───── Text

Smoking Out the Enemy
By assiduously working the battering rams the Romans
were always breaking down this or that part of the wall. But
yet they could not succeed in storming any of these breaches,
because the besieged were energetic in raising counter walls,
and the Aetolians fought with determined gallantry on the
debris.
The Romans begin mining operations. |
They, therefore, in despair had recourse to mines and
underground tunnels. Having safely secured
the central one of their three works, and carefully
concealed the shaft with wattle screens, they
erected in front of it a covered walk or stoa about two hundred
feet long, parallel with the wall; and beginning their digging
from that, they carried it on unceasingly day and night, working
in relays.
Counter-mines by the besieged. |
For a considerable number of days the besieged
did not discover them carrying the earth away through the
shaft; but when the heap of earth thus brought out became
too high to be concealed from those inside the
city, the commanders of the besieged garrison
set to work vigorously digging a trench inside,
parallel to the wall and to the stoa which faced the towers.
When the trench was made to the required depth, they next placed
in a row along the side of the trench nearest the wall a number
of brazen vessels made very thin; and, as they walked along the
bottom of the trench past these, they listened for the noise of
the digging outside. Having marked the spot indicated by
any of these brazen vessels, which were extraordinarily sensitive
and vibrated to the sound outside, they began digging from
within, at right angles to the trench, another underground
tunnel leading under the wall, so calculated as to exactly hit
the enemy's tunnel. This was soon accomplished, for the
Romans had not only brought their mine up to the wall, but
had under-pinned a considerable length of it on either side of
their mine; and thus the two parties found themselves face to
face. At first they conducted this underground fighting with
their spears: but as neither side could do much good, because
both parties protected themselves with shields and wattles,
some one suggested another plan to the defenders.

──────────

Work instructions ->
- 1) In the siege passage, can you turn the paragraph beginning "They, therefore, in despair" into a short list that keeps its main facts?
- 2) In the siege passage, what did the besieged line up along the side of their trench nearest the wall so they could detect the sound of digging outside?

───── Records shown

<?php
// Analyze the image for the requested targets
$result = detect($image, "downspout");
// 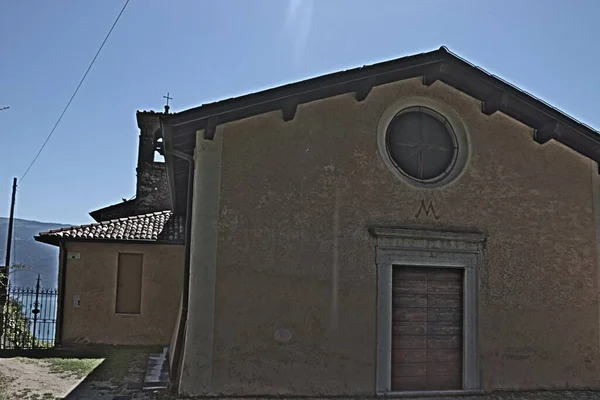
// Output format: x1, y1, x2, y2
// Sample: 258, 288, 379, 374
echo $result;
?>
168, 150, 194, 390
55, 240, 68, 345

──────────
───── Records shown

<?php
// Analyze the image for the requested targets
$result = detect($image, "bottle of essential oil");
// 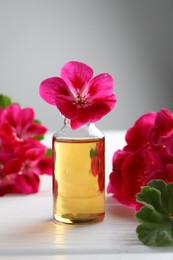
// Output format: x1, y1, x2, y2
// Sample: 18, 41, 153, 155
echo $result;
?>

──────────

Results of the tasks ->
- 1)
- Out of frustration, the Romans turned to mines and underground tunnels.
- They secured the central one of their three works and hid the shaft with wattle screens.
- In front of the shaft they built a covered walk, or stoa, about two hundred feet long and parallel with the wall.
- Starting from the stoa, they dug without stopping, day and night, working in relays.

- 2) A row of very thin brazen vessels.